GIVEN DATA START
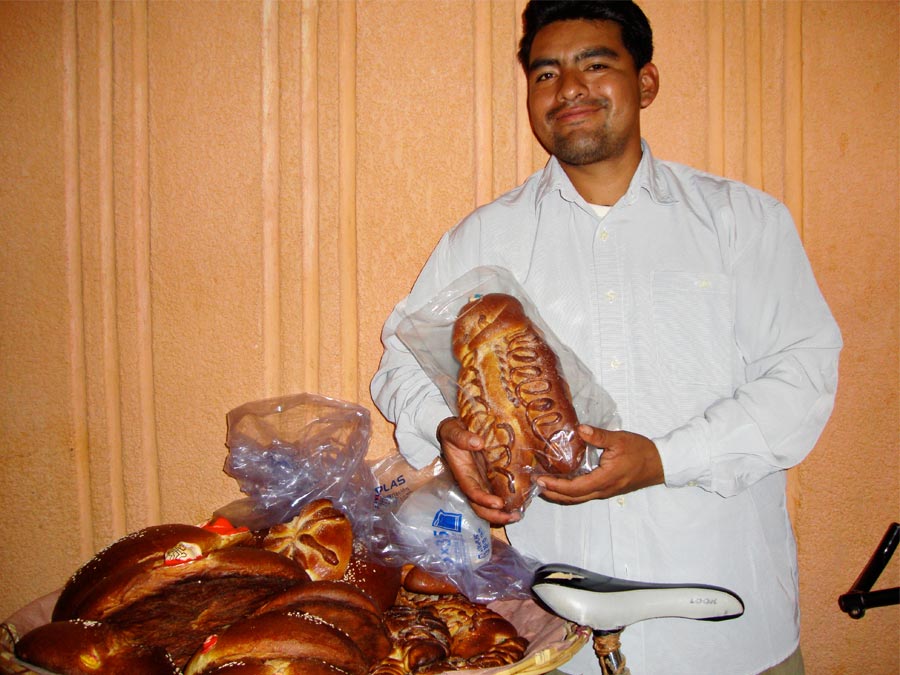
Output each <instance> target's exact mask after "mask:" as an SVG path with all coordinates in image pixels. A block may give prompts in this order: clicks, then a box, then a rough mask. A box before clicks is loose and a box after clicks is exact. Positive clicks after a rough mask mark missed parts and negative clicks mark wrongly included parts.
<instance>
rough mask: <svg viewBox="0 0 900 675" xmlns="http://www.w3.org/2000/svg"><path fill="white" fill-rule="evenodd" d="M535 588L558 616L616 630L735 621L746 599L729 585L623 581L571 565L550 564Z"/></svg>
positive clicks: (538, 597)
mask: <svg viewBox="0 0 900 675" xmlns="http://www.w3.org/2000/svg"><path fill="white" fill-rule="evenodd" d="M531 589H532V591H534V593H535V595H537V596H538V598H540V599H541V601H543V602H544V604H546V605H547V607H549V608H550V610H551V611H553V612H554V613H555V614H557V615H559V616H561V617H562V618H564V619H568V620H569V621H573V622H574V623H576V624H578V625H580V626H587V627H589V628H592V629H594V630H595V631H616V630H621V629H623V628H625V626H629V625H631V624H633V623H637V622H638V621H644V620H645V619H658V618H662V617H680V618H685V619H698V620H703V621H723V620H725V619H734V618H736V617H738V616H740V615H741V614H743V613H744V603H743V601H742V600H741V599H740V598H739V597H738V596H737V595H736V594H735V593H732V592H731V591H729V590H728V589H726V588H720V587H718V586H708V585H705V584H661V583H648V582H642V581H631V580H628V579H617V578H615V577H608V576H605V575H603V574H597V573H596V572H590V571H588V570H585V569H581V568H579V567H573V566H571V565H561V564H554V565H544V566H543V567H540V568H539V569H538V571H537V573H536V574H535V577H534V581H533V582H532V584H531Z"/></svg>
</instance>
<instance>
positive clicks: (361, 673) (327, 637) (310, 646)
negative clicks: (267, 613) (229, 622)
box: [184, 612, 368, 675]
mask: <svg viewBox="0 0 900 675" xmlns="http://www.w3.org/2000/svg"><path fill="white" fill-rule="evenodd" d="M272 659H281V660H286V661H294V660H303V659H318V660H320V661H324V662H325V663H328V664H330V665H332V666H334V667H336V668H339V669H341V670H343V671H345V672H346V673H348V674H349V675H364V674H365V673H366V671H367V670H368V664H367V663H366V659H365V657H364V656H363V654H362V652H361V651H360V650H359V647H357V646H356V643H354V642H353V640H351V639H350V638H349V637H347V636H346V635H345V634H344V633H343V632H341V631H340V630H338V629H337V628H334V627H333V626H330V625H329V624H327V623H325V622H324V621H322V620H321V619H320V620H316V619H314V618H312V617H310V616H308V615H295V614H287V613H281V612H270V613H268V614H262V615H260V616H253V617H249V618H247V619H244V620H242V621H238V622H236V623H234V624H232V625H231V626H229V627H228V628H226V629H225V630H223V631H222V632H221V633H220V634H219V635H216V636H211V637H210V638H209V639H208V640H207V643H206V644H205V645H204V647H203V648H202V649H201V650H200V651H198V652H197V654H195V655H194V656H193V658H191V660H190V661H189V662H188V664H187V666H186V667H185V669H184V675H199V674H201V673H202V674H203V675H206V674H207V673H209V672H212V670H213V669H214V668H221V667H222V666H223V665H224V664H226V663H229V662H232V661H244V660H259V661H267V660H272Z"/></svg>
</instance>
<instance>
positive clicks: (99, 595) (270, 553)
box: [78, 546, 309, 621]
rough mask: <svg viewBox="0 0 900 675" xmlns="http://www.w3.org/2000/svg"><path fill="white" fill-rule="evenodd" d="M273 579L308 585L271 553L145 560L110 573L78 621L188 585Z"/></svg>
mask: <svg viewBox="0 0 900 675" xmlns="http://www.w3.org/2000/svg"><path fill="white" fill-rule="evenodd" d="M224 577H229V578H235V577H238V578H240V577H244V578H274V579H278V580H281V581H283V582H284V584H283V586H287V585H293V584H294V583H300V582H303V581H308V580H309V577H308V575H307V574H306V572H305V571H304V569H303V568H302V567H300V566H299V565H298V564H297V563H295V562H294V561H292V560H290V559H289V558H285V557H284V556H281V555H278V554H277V553H273V552H271V551H265V550H261V549H257V548H248V547H243V546H236V547H233V548H227V549H222V550H216V551H211V552H210V553H209V554H207V555H204V556H202V557H200V558H198V559H196V560H190V561H187V562H180V563H177V564H166V563H165V562H163V561H161V560H156V559H151V560H146V561H144V562H142V563H139V564H137V565H133V566H131V567H125V568H123V569H121V570H119V571H117V572H114V573H112V574H110V575H109V576H107V577H106V578H105V579H103V581H102V582H100V583H99V584H97V586H96V587H95V589H94V591H93V592H92V593H91V594H90V596H89V597H88V598H87V599H86V600H85V601H84V602H82V604H81V606H80V607H79V616H78V618H81V619H93V620H97V621H100V620H106V619H107V618H109V617H110V616H112V615H114V614H117V613H119V612H121V611H122V609H123V608H125V607H128V606H131V605H134V604H136V603H138V602H139V601H141V600H143V599H145V598H148V597H150V596H154V595H160V594H163V593H165V592H166V591H167V590H168V589H171V588H174V587H175V586H177V585H179V584H183V583H185V582H189V581H204V582H208V581H209V580H212V579H217V578H224Z"/></svg>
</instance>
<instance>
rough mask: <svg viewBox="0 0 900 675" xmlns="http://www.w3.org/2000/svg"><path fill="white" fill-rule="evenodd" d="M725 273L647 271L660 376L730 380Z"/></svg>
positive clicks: (728, 383) (728, 303) (703, 380)
mask: <svg viewBox="0 0 900 675" xmlns="http://www.w3.org/2000/svg"><path fill="white" fill-rule="evenodd" d="M732 304H733V303H732V293H731V277H729V276H728V275H727V274H720V273H705V272H682V271H661V272H656V273H655V274H654V275H653V324H654V330H655V331H656V336H657V345H658V349H659V351H658V357H659V368H660V372H661V374H662V375H663V377H665V378H667V379H671V380H672V381H674V382H679V383H684V384H699V385H714V386H717V387H723V386H727V385H729V384H730V383H731V355H732V353H733V344H734V321H733V318H732V317H733V311H732Z"/></svg>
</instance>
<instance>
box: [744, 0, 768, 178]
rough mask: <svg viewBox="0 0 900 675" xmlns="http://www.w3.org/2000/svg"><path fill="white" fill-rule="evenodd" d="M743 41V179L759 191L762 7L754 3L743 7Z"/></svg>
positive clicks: (755, 2)
mask: <svg viewBox="0 0 900 675" xmlns="http://www.w3.org/2000/svg"><path fill="white" fill-rule="evenodd" d="M744 41H745V44H744V68H745V71H746V76H745V80H744V86H745V96H744V98H745V106H746V117H747V126H746V129H745V134H744V180H745V181H746V182H747V183H749V184H750V185H753V186H754V187H757V188H760V189H762V187H763V185H762V183H763V157H762V138H763V128H762V58H763V54H762V7H761V6H760V3H759V2H758V1H756V0H754V1H752V2H746V3H745V4H744Z"/></svg>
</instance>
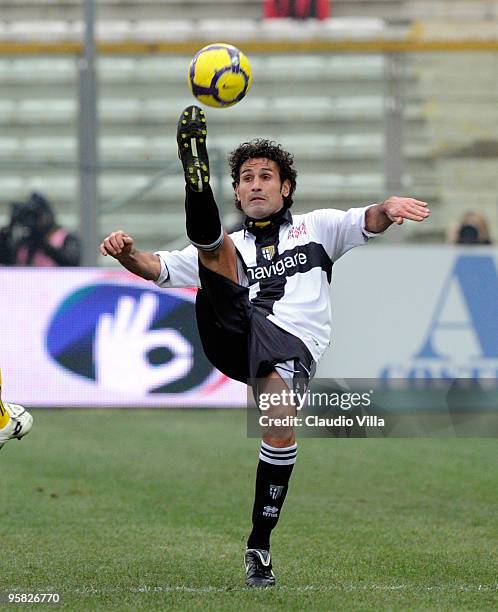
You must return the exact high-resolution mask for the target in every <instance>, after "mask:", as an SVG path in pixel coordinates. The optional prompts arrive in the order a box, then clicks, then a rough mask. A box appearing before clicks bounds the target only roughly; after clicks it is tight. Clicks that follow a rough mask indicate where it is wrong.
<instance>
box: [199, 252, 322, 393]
GIVEN DATA END
■ INSTRUCTIONS TO FOLLOW: Once the pictures are set aside, reproduce the records in full and exactly.

■ EXPECTED OUTPUT:
Output each <instance> target's exact mask after "mask:" as an SVG path with all coordinates in image pixels. A block may give prompts in this order: clicks, then a box, then a rough mask. A box before clicks is loose and a box after clicks is exact. Positive clicks after a rough mask mark missed parts and negative clicks mark wrongly included parts.
<instance>
rough mask: <svg viewBox="0 0 900 675" xmlns="http://www.w3.org/2000/svg"><path fill="white" fill-rule="evenodd" d="M535 588L558 616L616 630L735 621L746 599L729 585L623 581L571 565L550 564Z"/></svg>
positive clicks: (538, 597)
mask: <svg viewBox="0 0 900 675" xmlns="http://www.w3.org/2000/svg"><path fill="white" fill-rule="evenodd" d="M531 589H532V591H534V593H535V595H537V596H538V598H540V599H541V601H543V602H544V604H546V605H547V607H549V608H550V610H551V611H553V612H554V613H555V614H557V615H559V616H561V617H562V618H564V619H568V620H569V621H573V622H574V623H576V624H578V625H580V626H587V627H589V628H592V629H594V630H595V631H616V630H621V629H623V628H625V626H629V625H631V624H633V623H637V622H638V621H644V620H645V619H658V618H662V617H680V618H685V619H698V620H703V621H723V620H725V619H734V618H736V617H738V616H740V615H741V614H743V613H744V603H743V601H742V600H741V599H740V598H739V597H738V596H737V595H736V594H735V593H732V592H731V591H729V590H728V589H726V588H720V587H718V586H708V585H705V584H661V583H648V582H642V581H631V580H628V579H617V578H615V577H608V576H605V575H603V574H597V573H596V572H590V571H588V570H585V569H581V568H579V567H573V566H571V565H561V564H554V565H544V566H543V567H540V568H539V569H538V571H537V573H536V574H535V577H534V581H533V582H532V584H531Z"/></svg>
</instance>
<instance>
positive clicks: (361, 673) (327, 637) (310, 646)
negative clicks: (267, 613) (229, 622)
box: [184, 612, 368, 675]
mask: <svg viewBox="0 0 900 675" xmlns="http://www.w3.org/2000/svg"><path fill="white" fill-rule="evenodd" d="M272 659H281V660H286V661H294V660H303V659H318V660H320V661H324V662H325V663H328V664H330V665H332V666H334V667H336V668H339V669H341V670H343V671H345V672H346V673H348V674H349V675H364V674H365V673H366V671H367V670H368V664H367V663H366V659H365V657H364V656H363V654H362V652H361V651H360V650H359V647H357V646H356V643H354V642H353V640H351V639H350V638H349V637H347V636H346V635H345V634H344V633H343V632H341V631H340V630H338V629H337V628H334V627H333V626H330V625H329V624H327V623H325V622H324V621H322V620H321V619H320V620H316V619H314V618H312V617H310V616H308V615H295V614H287V613H281V612H270V613H268V614H262V615H260V616H253V617H249V618H247V619H244V620H242V621H238V622H236V623H234V624H232V625H231V626H229V627H228V628H226V629H225V630H223V631H222V632H221V633H220V634H219V635H216V636H211V637H210V638H209V639H208V640H207V643H206V644H205V645H204V647H203V648H202V649H201V650H200V651H198V652H197V654H195V655H194V656H193V658H191V660H190V661H189V662H188V664H187V666H186V667H185V669H184V675H199V674H201V673H202V674H203V675H206V674H207V673H209V672H212V670H213V669H214V668H221V667H222V666H223V665H224V664H226V663H229V662H232V661H244V660H259V661H267V660H272Z"/></svg>
</instance>
<instance>
positive clicks: (99, 595) (270, 553)
box: [78, 546, 309, 621]
rough mask: <svg viewBox="0 0 900 675" xmlns="http://www.w3.org/2000/svg"><path fill="white" fill-rule="evenodd" d="M273 579L308 585L271 553L145 560L110 573L78 621L188 585Z"/></svg>
mask: <svg viewBox="0 0 900 675" xmlns="http://www.w3.org/2000/svg"><path fill="white" fill-rule="evenodd" d="M224 577H229V578H235V577H238V578H240V577H244V578H274V579H278V580H281V581H283V582H284V584H283V586H287V585H293V584H294V583H300V582H303V581H308V580H309V577H308V575H307V574H306V572H305V571H304V569H303V568H302V567H300V566H299V565H298V564H297V563H295V562H294V561H292V560H290V559H289V558H285V557H284V556H281V555H278V554H277V553H273V552H271V551H265V550H261V549H257V548H248V547H243V546H236V547H233V548H227V549H222V550H216V551H211V552H210V553H209V554H207V555H204V556H202V557H200V558H198V559H196V560H190V561H187V562H180V563H177V564H166V563H165V562H163V561H161V560H156V559H151V560H146V561H144V562H142V563H139V564H137V565H133V566H131V567H125V568H123V569H121V570H119V571H117V572H114V573H112V574H110V575H109V576H107V577H106V578H105V579H103V581H102V582H100V583H99V584H97V586H96V587H95V589H94V591H93V592H92V593H91V594H90V596H89V597H88V598H87V599H86V600H85V601H84V602H82V604H81V606H80V607H79V616H78V618H81V619H93V620H97V621H100V620H106V619H107V618H109V617H110V616H112V615H114V614H117V613H119V612H121V611H122V609H123V608H125V607H128V606H131V605H134V604H136V603H138V602H139V601H141V600H143V599H145V598H148V597H150V596H154V595H160V594H163V593H165V592H166V591H167V590H168V589H171V588H174V587H175V586H177V585H179V584H183V583H185V582H189V581H204V582H208V581H209V580H212V579H217V578H224Z"/></svg>
</instance>
<instance>
rough mask: <svg viewBox="0 0 900 675" xmlns="http://www.w3.org/2000/svg"><path fill="white" fill-rule="evenodd" d="M725 273L647 271L660 376L730 380Z"/></svg>
positive clicks: (728, 383) (728, 303) (703, 380)
mask: <svg viewBox="0 0 900 675" xmlns="http://www.w3.org/2000/svg"><path fill="white" fill-rule="evenodd" d="M732 304H733V303H732V293H731V277H729V276H728V275H727V274H720V273H705V272H682V271H661V272H656V273H655V274H654V275H653V324H654V330H655V331H656V336H657V345H658V349H659V351H658V357H659V368H660V372H661V374H662V375H663V377H665V378H667V379H671V380H672V381H674V382H679V383H684V384H699V385H714V386H717V387H723V386H727V385H729V384H730V383H731V355H732V353H733V344H734V321H733V318H732V317H733V311H732Z"/></svg>
</instance>
<instance>
box: [744, 0, 768, 178]
rough mask: <svg viewBox="0 0 900 675" xmlns="http://www.w3.org/2000/svg"><path fill="white" fill-rule="evenodd" d="M743 41V179L759 191L762 7L754 3L743 7Z"/></svg>
positive clicks: (755, 2)
mask: <svg viewBox="0 0 900 675" xmlns="http://www.w3.org/2000/svg"><path fill="white" fill-rule="evenodd" d="M744 41H745V44H744V68H745V71H746V76H745V80H744V86H745V96H744V98H745V106H746V117H747V126H746V129H745V134H744V180H745V181H746V182H747V183H749V184H750V185H753V186H754V187H757V188H760V189H762V187H763V185H762V183H763V157H762V138H763V128H762V58H763V54H762V7H761V6H760V3H759V2H758V1H756V0H754V1H752V2H746V3H745V4H744Z"/></svg>
</instance>
You must return the exact high-resolution mask for the target in every <instance>, after "mask:", as an SVG path in pixel coordinates. The optional prompts arrive in the order a box, then clicks, then a rough mask. A box appearing before clicks bounds the target only roughly; after clicks it is tight. Clicks that follow a rough mask indicate where it is wrong.
<instance>
box: [199, 252, 322, 393]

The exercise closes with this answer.